EXERCISE PROMPT: Make an exact copy of the records, omitting all images.

Recorded data
● ● ● ● ●
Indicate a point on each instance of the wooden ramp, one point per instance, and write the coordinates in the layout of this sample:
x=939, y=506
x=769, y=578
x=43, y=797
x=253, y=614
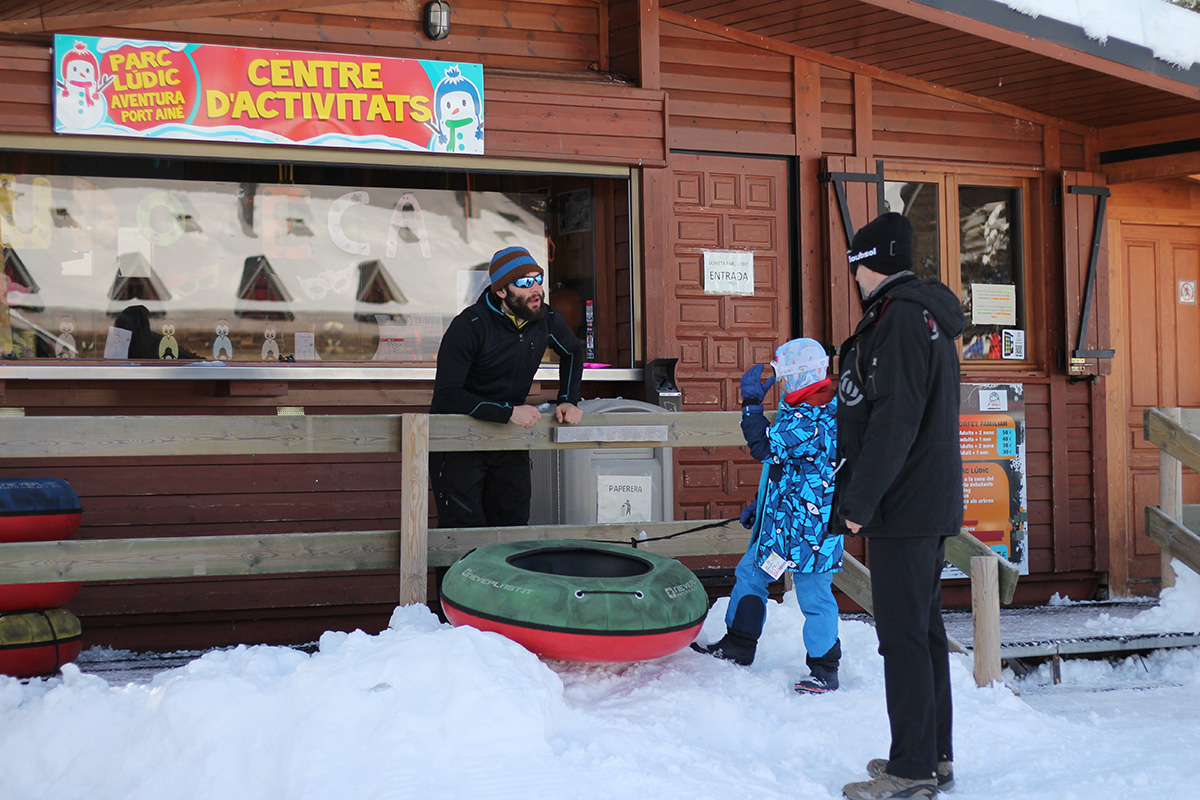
● ● ● ● ●
WRITTEN REPLY:
Indicate a point on each instance of the wooden ramp, one point per instance, and write the coordinates in the layout of this sample:
x=939, y=506
x=769, y=578
x=43, y=797
x=253, y=614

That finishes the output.